### What the task requires
Which lines in the material below contain the word "asphalt"? Copy each of them.

### Given records
......
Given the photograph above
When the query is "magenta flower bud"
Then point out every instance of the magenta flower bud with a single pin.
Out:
......
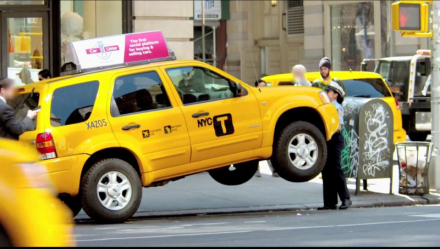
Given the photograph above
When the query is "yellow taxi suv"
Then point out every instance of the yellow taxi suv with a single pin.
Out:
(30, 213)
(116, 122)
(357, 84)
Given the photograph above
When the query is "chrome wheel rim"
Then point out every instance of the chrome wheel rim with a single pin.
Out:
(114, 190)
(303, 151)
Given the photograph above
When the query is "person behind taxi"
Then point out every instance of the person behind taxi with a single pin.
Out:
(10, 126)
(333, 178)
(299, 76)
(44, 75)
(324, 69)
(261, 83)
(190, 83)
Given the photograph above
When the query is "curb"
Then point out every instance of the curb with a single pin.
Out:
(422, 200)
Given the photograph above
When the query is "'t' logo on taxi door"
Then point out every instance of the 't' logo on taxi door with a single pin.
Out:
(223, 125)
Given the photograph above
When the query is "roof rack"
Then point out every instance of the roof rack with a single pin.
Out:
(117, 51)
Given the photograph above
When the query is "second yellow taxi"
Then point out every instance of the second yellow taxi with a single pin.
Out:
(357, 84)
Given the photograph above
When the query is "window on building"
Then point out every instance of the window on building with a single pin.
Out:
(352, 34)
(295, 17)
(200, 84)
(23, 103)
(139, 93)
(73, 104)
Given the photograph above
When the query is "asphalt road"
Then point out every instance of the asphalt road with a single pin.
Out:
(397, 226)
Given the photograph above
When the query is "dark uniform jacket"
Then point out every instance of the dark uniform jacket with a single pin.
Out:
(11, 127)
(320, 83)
......
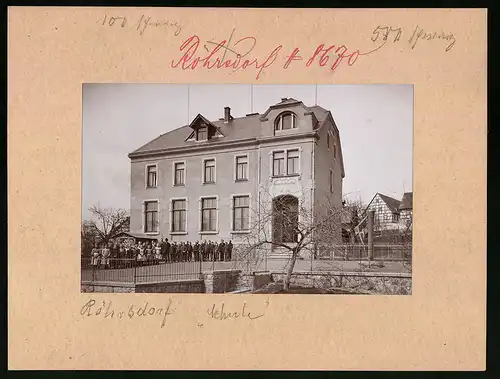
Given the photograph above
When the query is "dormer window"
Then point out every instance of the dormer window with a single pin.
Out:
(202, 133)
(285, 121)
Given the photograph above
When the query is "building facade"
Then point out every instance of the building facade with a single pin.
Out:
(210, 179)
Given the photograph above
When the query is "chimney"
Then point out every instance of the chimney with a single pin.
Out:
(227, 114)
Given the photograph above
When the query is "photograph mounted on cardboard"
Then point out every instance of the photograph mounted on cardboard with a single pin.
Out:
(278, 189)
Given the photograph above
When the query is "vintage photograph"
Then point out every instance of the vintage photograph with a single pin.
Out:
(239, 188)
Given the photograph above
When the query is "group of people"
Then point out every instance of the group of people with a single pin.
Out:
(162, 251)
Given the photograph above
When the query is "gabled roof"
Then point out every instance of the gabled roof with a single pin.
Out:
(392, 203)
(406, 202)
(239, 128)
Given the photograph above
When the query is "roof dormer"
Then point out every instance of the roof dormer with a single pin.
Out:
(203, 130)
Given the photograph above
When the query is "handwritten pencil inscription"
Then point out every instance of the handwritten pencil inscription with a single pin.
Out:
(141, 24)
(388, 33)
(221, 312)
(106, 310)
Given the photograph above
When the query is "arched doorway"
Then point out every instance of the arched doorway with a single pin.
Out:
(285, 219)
......
### Completed task
When the query is "asphalt road"
Then point out every instance of the asphalt road with a single pin.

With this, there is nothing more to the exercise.